What the task requires: Reproduce every record below in full, requests included, and raise each x and y coordinate in the answers by 125. Leave the numbers inside the requests unchanged.

Input data:
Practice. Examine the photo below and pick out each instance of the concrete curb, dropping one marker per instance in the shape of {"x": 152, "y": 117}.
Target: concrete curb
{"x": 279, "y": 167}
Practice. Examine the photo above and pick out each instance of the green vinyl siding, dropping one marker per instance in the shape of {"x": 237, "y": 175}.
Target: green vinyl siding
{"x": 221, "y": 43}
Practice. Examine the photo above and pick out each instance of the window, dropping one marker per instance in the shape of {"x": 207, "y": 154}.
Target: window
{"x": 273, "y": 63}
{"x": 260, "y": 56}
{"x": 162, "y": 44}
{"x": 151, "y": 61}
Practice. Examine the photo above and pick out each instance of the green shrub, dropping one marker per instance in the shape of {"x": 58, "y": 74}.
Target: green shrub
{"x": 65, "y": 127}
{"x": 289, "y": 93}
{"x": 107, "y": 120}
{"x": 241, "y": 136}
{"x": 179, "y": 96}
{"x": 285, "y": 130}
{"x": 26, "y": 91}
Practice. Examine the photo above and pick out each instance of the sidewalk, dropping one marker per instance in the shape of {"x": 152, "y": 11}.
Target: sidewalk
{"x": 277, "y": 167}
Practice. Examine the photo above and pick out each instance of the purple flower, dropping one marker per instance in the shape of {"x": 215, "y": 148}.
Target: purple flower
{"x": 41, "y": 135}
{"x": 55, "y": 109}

Exercise response:
Practice. Examine the photo below and pick out each instance of the concrete curb, dropping one marker per instance in the shape of {"x": 152, "y": 117}.
Target: concrete curb
{"x": 404, "y": 292}
Practice. Examine the photo above and pick out each instance of the green vinyl siding, dropping one marker per instance in the shape of {"x": 237, "y": 175}.
Target: green vinyl siding
{"x": 346, "y": 168}
Practice. Examine the photo above and pick out each instance of the window, dropping one marker per instance in the shape of {"x": 207, "y": 154}.
Target: window
{"x": 398, "y": 188}
{"x": 385, "y": 181}
{"x": 287, "y": 169}
{"x": 276, "y": 186}
Practice. Examine the photo above and pick out each instance of the green shrub, dropping one marker per instance in the shape of {"x": 58, "y": 74}.
Target: green shrub
{"x": 190, "y": 252}
{"x": 414, "y": 218}
{"x": 232, "y": 245}
{"x": 366, "y": 261}
{"x": 304, "y": 221}
{"x": 410, "y": 255}
{"x": 151, "y": 216}
Practice. Examine the photo above and pick out each instance of the sidewalk, dropping one marker per instance in the shape of {"x": 152, "y": 11}.
Target: sidewalk
{"x": 402, "y": 292}
Practice. Examine the photo above and pick out each instance of the purple flower, dropping one marker per instance in the shape of {"x": 215, "y": 148}.
Target: purple flower
{"x": 166, "y": 260}
{"x": 180, "y": 234}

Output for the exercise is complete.